> [作業内容] 夫婦の家計相談の本文から、「私たちは50歳の夫婦で、3年」から「万円ほど蓄えているようです。」までの部分を一字一句変えずに抜き出して返してください。

> [対象本文]
読者のみなさんからいただいた家計や保険、ローンなど、お金の悩みにプロのファイナンシャルプランナーが答えるFPの家計相談シリーズ。
今回の相談者は、50歳の夫と暮らす49歳・会社員の女性。家計は夫婦別財布。財布を合わせたほうが今後の老後資金作りに有利だと考えていますが、お互い独身生活が長かったため抵抗が強いといいます。プロが教える、上手なやり方は? FPの横山光昭氏がお答えします。
夫婦で財布を合わせるとよいと聞きますが、なかなかできずにいます。ですが、互いにもう50歳。老後のことも考え、お金を貯めるには、そろそろ本気で家計を合わせることを考えなくてはいけないかなと思っています。
私たちは50歳の夫婦で、3年前に初婚同士で結婚しました。長いこと独身でしたから、自分の収入の使い方、価値観等がそれぞれに出来上がっています。彼はしっかり貯め込むほうです。私はおしゃれを楽しめる年齢もあと少しかなと思っているので、洋服代や美容関係にお金を使いたいほう。そのため、あまり貯めることができていません。結婚前からの貯金は、私はボーナスの残りなどが貯まり50万円ほどしかなく、夫は800万円ほど蓄えているようです。
家計を合わせると、どうしても私のほうが多く使ってしまうだろうと思います。そうなると、彼のお金を使うようで、大変申し訳なく思い、財布を合わせることをためらってしまいます。やはり財布を合わせないと、お金も貯まらないし家計管理もうまくいかないものなのでしょうか。
【相談者プロフィール】
・49歳、会社員。夫、50歳、会社員
・手取り収入:
相談者/月収26万5,000円、年間ボーナス約70万円
夫/月収34万4,000円、年間ボーナス約120万円
・貯金:相談者約50万円、夫約800万円
・毎月の支出の内訳:44万3,000円
【毎月の支出の内訳】
・住居費(家賃・管理費):11万6,000 円
・食費(外食含む):8万2,000 円
・水道光熱費(電気・水道):1万8,000 円
・通信費(スマホ2台・ネット回線):1万2,000円
・生命保険料:2万4,000 円
・日用品代:1万円
・医療費:3,000円
・教育費(妻・習い事):1万2,000円
・交通費:5,000 円
・被服費:4万2,000円
・交際費:2万円
・娯楽費:2万5,000 円
・その他(それぞれ自由に使う分含む):7万4,000円
横山:夫が上手くお金を残しているのかもしれませんが、家計表を拝見すると黒字でやりくりできているようです。今後は、ご夫婦でやりくりを考え、老後資金の準備などとして、「ご夫婦の貯金」を増やしていければよいのではないかと思います。
価値観はゆっくり合わせていきましょう
自分なりの暮らし方、お金の使い方がしっかり出来上がっているお二人が一緒に暮らすのですから、遠慮ややりにくさを感じることもあるでしょう。それでも、ご夫婦になったのですから、時間をかけてでも価値観を合わせ、2人の目標に向かいお金を貯めたり、何かを成し遂げたいと思われているのでしょう。素敵ですね。

> [データ欄]

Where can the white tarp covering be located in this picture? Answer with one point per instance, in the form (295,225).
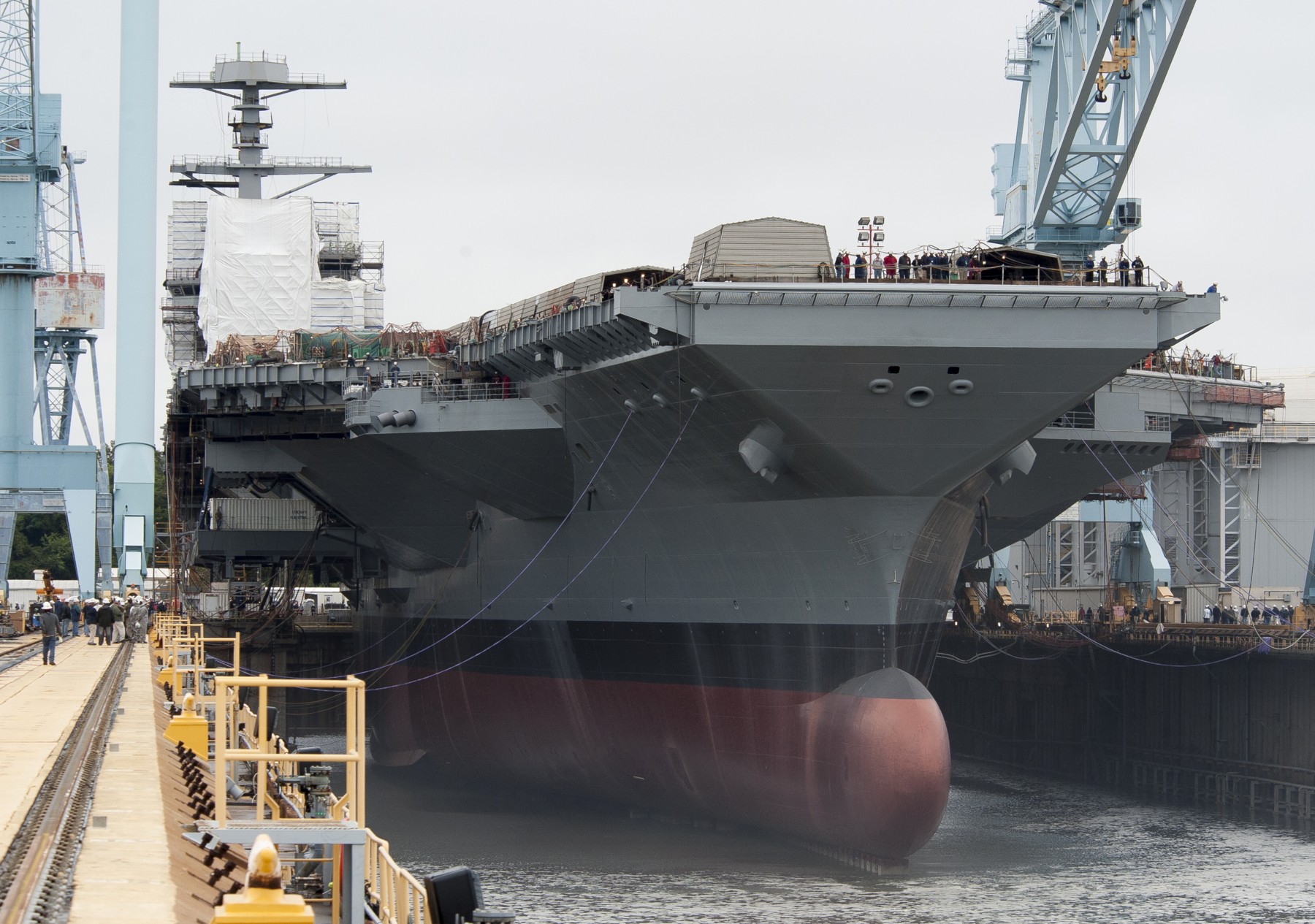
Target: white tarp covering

> [解答欄]
私たちは50歳の夫婦で、3年前に初婚同士で結婚しました。長いこと独身でしたから、自分の収入の使い方、価値観等がそれぞれに出来上がっています。彼はしっかり貯め込むほうです。私はおしゃれを楽しめる年齢もあと少しかなと思っているので、洋服代や美容関係にお金を使いたいほう。そのため、あまり貯めることができていません。結婚前からの貯金は、私はボーナスの残りなどが貯まり50万円ほどしかなく、夫は800万円ほど蓄えているようです。